=== Records shown ===
-----
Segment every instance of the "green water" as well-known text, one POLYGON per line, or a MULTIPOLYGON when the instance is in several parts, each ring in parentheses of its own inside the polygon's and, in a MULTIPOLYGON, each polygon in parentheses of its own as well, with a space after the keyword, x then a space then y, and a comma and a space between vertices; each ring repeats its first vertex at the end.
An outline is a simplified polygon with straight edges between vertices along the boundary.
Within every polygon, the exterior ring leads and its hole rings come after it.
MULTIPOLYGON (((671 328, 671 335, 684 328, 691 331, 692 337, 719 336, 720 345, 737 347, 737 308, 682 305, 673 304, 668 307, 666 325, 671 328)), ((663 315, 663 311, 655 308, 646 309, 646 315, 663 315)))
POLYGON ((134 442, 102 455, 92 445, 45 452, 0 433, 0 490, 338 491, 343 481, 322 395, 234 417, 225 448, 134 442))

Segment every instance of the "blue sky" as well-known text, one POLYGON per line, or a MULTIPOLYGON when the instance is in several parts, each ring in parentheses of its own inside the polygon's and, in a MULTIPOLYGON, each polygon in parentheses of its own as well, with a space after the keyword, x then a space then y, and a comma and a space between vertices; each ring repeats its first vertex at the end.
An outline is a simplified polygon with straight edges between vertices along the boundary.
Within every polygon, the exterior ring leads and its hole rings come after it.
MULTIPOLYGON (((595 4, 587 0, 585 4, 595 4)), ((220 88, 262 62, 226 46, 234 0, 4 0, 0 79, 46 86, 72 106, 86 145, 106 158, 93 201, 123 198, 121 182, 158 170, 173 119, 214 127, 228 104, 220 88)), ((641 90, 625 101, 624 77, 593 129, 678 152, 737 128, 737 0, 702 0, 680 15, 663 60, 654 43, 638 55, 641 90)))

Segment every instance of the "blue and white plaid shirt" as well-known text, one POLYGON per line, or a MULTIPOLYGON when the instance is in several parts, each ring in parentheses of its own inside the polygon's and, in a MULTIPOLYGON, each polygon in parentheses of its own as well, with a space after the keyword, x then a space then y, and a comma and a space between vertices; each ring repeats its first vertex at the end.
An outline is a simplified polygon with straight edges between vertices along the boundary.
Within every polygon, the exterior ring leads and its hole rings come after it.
-----
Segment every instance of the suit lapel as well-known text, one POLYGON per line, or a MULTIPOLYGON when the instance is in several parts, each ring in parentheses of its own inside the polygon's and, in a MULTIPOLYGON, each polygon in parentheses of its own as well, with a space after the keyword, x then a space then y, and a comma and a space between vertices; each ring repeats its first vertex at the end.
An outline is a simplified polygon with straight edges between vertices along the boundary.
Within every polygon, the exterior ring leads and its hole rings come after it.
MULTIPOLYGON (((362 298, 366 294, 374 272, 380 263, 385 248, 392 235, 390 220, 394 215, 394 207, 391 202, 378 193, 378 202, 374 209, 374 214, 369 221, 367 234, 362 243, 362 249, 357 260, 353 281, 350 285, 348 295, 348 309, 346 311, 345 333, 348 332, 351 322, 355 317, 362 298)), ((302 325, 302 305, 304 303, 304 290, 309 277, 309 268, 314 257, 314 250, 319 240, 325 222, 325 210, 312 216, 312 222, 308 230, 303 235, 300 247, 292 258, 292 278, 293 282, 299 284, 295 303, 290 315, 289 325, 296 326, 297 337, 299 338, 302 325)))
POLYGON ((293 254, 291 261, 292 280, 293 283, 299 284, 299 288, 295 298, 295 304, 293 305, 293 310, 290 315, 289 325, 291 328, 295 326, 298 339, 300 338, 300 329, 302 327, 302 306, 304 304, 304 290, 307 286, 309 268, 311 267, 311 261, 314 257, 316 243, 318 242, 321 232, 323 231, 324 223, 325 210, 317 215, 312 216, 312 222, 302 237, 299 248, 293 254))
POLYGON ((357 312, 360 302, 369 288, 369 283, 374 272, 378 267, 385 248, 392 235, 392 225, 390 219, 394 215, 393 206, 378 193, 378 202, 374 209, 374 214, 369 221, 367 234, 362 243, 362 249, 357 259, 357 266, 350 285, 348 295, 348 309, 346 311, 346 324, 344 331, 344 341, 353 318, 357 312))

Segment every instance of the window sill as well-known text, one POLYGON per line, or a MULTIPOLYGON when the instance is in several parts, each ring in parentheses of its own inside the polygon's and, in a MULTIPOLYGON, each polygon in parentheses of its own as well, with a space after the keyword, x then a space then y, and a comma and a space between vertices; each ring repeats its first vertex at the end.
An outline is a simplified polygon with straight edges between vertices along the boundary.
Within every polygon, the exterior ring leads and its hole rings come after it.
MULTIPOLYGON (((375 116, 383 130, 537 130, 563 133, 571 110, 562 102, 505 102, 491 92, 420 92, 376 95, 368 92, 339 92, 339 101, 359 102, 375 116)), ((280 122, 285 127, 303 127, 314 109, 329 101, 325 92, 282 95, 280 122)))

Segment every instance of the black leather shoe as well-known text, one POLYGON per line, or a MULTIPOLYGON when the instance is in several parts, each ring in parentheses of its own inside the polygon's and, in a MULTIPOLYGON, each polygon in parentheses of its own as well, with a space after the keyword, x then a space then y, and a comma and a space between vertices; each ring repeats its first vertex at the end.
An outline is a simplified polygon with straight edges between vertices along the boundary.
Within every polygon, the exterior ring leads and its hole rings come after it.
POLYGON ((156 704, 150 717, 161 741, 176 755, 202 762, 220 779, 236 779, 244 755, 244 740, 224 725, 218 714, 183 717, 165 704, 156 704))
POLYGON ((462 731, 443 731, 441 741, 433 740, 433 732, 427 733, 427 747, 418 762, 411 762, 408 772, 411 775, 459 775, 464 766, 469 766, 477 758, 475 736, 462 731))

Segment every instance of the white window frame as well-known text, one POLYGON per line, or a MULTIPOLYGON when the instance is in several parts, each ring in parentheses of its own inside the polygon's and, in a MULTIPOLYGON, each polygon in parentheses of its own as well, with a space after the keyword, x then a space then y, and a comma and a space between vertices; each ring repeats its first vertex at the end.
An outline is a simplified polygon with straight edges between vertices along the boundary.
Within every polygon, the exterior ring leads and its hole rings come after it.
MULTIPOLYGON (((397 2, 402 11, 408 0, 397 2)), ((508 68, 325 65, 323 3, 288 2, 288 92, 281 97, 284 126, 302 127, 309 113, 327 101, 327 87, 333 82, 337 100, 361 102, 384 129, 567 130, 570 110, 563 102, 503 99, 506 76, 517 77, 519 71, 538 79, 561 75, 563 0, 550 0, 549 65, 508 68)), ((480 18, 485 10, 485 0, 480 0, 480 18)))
-----
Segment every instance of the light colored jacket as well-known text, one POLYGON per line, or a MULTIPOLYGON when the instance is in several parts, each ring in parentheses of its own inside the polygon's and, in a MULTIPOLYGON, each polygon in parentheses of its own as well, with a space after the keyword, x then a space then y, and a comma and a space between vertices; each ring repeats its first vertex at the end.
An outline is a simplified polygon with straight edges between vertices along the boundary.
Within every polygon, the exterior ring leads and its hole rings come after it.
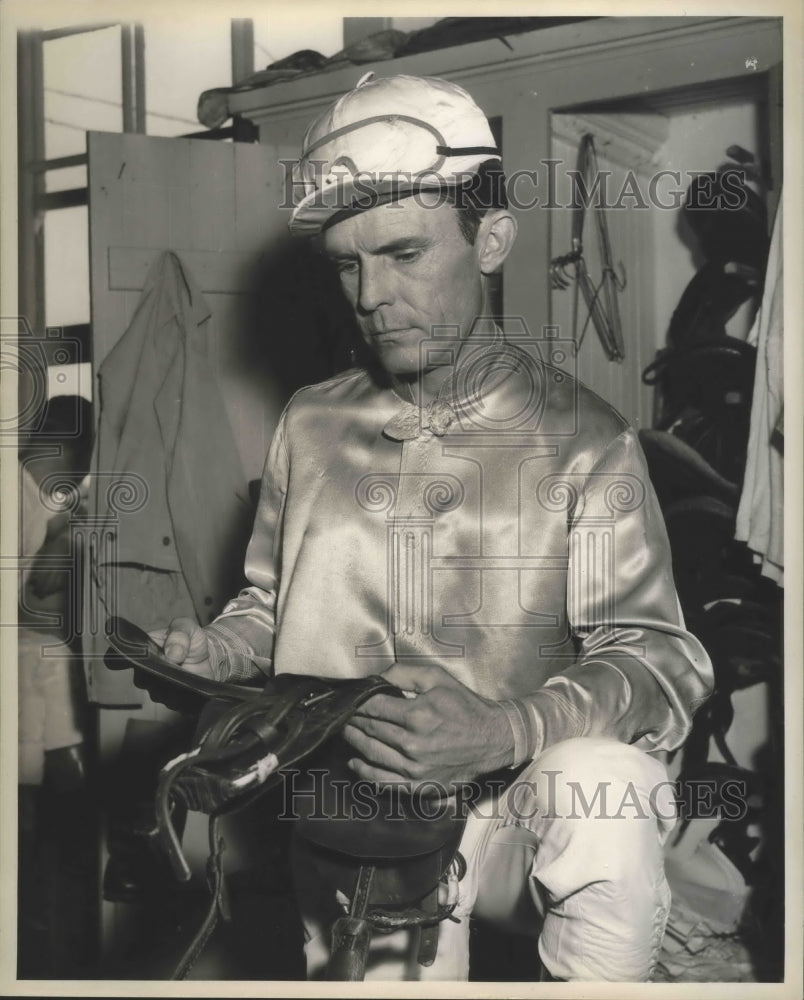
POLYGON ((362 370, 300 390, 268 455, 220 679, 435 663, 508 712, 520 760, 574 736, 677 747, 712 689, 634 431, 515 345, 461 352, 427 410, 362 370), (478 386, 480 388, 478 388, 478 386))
-----
=== Problem description ===
Copy every row that contains the word "blue", matching case exactly.

=== Exercise answer ===
Segment every instance of the "blue sky" as well-known text, one POLYGON per line, or a MULTIPOLYGON when the instance is in several parts, each ring in parentheses of its own inside the polygon's and, in a MULTIPOLYGON, each polygon in parentheses of its own as well, with a space after the keyword, x then a space then y, and a comma and a space between vertices; each ring repeats its first vertex at the end.
Segment every instance of the "blue and white plaid shirt" as well-known text, one POLYGON per line, or a MULTIPOLYGON when the instance is in several parts, each ring in parentheses of its own inside the polygon's and, in a MULTIPOLYGON, each polygon in parentheses of its own as well, with a space after the keyword, x then a space then y, and a comma and a space between vertices; each ring repeats its first vertex at the end.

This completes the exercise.